** Task to complete **
Please rewrite the lines from the first one up to and including the line with "[[139, 64], [141, 61], [142, 44], [129, 45], [130, 62]]", keeping the requests in place. Scale every coordinate in the answers by 0.4 and round each to a whole number, with halves rounded up.

** Dataset **
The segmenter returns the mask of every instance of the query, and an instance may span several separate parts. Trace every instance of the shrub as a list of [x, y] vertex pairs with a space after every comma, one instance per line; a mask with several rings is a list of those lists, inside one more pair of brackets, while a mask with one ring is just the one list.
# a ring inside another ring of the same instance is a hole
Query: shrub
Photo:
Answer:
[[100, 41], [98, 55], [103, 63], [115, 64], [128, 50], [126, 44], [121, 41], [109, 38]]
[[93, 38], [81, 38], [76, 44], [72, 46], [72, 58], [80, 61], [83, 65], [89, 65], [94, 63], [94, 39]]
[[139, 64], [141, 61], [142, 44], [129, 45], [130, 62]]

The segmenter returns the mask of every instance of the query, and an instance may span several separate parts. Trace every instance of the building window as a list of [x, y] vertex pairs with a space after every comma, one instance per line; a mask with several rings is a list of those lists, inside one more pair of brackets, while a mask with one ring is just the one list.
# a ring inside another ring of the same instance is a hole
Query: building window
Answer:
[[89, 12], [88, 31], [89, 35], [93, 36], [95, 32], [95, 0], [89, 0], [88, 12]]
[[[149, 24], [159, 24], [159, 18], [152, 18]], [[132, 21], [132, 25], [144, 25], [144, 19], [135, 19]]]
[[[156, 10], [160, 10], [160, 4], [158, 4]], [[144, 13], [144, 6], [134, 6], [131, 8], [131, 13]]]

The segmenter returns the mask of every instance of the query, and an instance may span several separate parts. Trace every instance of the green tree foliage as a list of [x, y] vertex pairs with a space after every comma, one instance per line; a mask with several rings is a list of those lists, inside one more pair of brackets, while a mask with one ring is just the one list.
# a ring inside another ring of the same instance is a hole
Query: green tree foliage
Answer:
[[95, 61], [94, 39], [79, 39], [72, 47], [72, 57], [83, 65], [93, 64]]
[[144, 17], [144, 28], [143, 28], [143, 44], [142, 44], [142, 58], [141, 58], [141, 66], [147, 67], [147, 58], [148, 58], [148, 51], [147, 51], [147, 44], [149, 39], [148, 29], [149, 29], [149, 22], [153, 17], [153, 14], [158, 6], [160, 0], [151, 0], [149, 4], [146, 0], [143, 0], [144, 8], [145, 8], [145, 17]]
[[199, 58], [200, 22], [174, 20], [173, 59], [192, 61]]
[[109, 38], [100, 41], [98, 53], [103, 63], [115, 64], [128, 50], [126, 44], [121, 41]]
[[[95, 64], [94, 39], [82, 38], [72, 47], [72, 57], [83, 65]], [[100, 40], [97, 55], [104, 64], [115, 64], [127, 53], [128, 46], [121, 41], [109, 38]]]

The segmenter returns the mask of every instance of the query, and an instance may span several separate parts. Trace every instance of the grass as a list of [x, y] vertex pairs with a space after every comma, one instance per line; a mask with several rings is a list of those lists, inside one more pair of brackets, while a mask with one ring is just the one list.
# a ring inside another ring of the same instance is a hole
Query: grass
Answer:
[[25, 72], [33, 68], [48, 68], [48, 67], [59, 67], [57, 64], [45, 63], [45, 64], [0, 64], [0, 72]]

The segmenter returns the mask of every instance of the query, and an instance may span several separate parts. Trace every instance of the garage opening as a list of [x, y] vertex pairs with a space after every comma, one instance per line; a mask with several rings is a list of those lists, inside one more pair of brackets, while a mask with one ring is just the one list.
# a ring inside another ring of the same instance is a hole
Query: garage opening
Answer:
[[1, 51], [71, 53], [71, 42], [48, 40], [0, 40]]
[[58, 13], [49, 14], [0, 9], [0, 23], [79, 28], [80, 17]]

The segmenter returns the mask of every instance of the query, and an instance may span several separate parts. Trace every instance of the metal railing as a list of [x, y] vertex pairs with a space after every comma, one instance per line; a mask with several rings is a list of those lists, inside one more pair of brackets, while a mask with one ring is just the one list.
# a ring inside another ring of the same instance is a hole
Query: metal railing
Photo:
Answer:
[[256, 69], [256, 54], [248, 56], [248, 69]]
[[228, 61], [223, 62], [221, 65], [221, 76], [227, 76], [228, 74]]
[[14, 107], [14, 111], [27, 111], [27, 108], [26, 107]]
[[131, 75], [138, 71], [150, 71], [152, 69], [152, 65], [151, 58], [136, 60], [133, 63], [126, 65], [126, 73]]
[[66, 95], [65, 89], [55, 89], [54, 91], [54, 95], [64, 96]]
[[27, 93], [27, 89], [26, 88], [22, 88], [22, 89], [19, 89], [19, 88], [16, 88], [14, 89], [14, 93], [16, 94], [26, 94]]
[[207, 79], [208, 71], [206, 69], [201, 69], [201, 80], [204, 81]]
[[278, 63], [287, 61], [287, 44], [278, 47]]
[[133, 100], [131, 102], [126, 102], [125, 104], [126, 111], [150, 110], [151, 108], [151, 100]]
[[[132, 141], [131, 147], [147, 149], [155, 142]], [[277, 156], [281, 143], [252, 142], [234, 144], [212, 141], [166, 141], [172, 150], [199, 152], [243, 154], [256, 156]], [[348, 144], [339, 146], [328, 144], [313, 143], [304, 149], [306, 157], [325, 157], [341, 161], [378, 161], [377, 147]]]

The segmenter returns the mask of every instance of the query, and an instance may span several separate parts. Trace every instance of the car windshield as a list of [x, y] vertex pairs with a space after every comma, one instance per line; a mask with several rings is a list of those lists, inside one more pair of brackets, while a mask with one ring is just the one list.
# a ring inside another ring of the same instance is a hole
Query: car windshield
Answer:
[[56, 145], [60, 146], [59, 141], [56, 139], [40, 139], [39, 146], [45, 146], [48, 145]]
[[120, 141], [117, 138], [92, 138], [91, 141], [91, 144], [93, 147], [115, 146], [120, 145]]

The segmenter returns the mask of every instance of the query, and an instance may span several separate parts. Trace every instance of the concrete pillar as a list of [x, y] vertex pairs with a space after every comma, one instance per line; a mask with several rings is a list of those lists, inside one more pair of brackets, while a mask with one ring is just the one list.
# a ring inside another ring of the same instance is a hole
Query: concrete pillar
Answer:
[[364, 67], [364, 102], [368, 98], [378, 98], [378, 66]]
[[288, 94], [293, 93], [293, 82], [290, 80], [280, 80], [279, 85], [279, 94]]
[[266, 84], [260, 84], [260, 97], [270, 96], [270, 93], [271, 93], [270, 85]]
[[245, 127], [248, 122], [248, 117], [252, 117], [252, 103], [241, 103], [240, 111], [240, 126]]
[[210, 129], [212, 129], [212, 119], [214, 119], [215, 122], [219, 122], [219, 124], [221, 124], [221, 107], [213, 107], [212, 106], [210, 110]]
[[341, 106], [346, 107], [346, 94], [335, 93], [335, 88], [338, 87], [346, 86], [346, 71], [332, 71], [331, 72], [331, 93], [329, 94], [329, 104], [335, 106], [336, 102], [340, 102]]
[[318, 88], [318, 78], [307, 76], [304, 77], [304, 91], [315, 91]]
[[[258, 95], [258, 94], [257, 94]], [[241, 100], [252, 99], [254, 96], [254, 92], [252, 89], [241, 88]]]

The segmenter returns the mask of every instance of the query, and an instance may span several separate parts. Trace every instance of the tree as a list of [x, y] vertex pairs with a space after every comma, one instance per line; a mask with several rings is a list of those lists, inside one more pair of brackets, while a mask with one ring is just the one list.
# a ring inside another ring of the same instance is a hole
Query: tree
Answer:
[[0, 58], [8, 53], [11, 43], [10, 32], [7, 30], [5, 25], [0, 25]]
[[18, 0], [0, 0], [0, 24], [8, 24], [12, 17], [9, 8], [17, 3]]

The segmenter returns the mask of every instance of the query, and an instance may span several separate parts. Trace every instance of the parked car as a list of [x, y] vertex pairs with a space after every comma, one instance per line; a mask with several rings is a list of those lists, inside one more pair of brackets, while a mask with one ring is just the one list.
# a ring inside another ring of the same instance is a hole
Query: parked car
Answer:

** Exercise solution **
The segmenter returns the mask of every instance of the query, and an instance may span several separate parts. Trace every instance of the shrub as a list of [x, y] vertex pairs with a space after every comma, one instance per line; a mask with several rings is a list of those lists, inside one more pair of brackets, while a mask with one ring is just the one list.
# a ring inside another ring of the same instance is a hole
Query: shrub
Photo:
Answer:
[[40, 16], [39, 22], [41, 25], [46, 26], [51, 20], [50, 18], [48, 16], [44, 15]]
[[37, 15], [32, 15], [30, 18], [29, 18], [29, 23], [32, 24], [33, 26], [36, 26], [38, 25], [38, 16]]
[[56, 26], [56, 24], [57, 18], [52, 18], [52, 25]]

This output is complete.